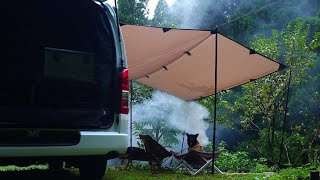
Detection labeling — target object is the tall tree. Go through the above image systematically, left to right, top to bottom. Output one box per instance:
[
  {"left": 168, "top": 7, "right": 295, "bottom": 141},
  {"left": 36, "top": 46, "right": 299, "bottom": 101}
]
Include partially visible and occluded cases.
[
  {"left": 118, "top": 0, "right": 149, "bottom": 25},
  {"left": 152, "top": 0, "right": 171, "bottom": 27},
  {"left": 220, "top": 18, "right": 319, "bottom": 165}
]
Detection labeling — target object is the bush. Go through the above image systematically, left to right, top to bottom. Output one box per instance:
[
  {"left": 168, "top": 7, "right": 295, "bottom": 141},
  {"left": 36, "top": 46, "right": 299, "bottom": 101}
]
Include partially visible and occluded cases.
[
  {"left": 217, "top": 141, "right": 253, "bottom": 172},
  {"left": 270, "top": 168, "right": 310, "bottom": 180}
]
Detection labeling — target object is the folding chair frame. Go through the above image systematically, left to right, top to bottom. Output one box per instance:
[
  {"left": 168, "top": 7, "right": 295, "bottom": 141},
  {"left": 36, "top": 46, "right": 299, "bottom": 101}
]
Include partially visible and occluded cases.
[{"left": 174, "top": 150, "right": 223, "bottom": 176}]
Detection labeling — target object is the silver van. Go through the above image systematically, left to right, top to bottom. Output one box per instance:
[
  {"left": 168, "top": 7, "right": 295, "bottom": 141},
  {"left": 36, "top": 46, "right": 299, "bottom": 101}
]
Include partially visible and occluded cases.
[{"left": 0, "top": 0, "right": 129, "bottom": 178}]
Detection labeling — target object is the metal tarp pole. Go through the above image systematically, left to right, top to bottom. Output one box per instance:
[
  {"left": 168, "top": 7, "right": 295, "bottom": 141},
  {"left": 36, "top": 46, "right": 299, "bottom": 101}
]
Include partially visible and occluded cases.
[
  {"left": 211, "top": 28, "right": 218, "bottom": 175},
  {"left": 278, "top": 68, "right": 291, "bottom": 170},
  {"left": 130, "top": 80, "right": 133, "bottom": 147}
]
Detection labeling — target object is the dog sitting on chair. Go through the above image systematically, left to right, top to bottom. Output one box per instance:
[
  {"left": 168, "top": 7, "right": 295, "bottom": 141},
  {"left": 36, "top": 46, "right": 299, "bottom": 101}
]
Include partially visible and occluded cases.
[{"left": 187, "top": 133, "right": 204, "bottom": 152}]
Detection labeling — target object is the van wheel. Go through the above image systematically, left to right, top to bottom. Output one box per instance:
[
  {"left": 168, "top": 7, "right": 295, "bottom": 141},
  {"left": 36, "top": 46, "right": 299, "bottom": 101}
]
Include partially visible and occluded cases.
[{"left": 79, "top": 157, "right": 107, "bottom": 179}]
==*==
### What the task requires:
Please count the lines in the data above that contain the string "chair", with case counting, and reply with the number alone.

### Answer to this problem:
2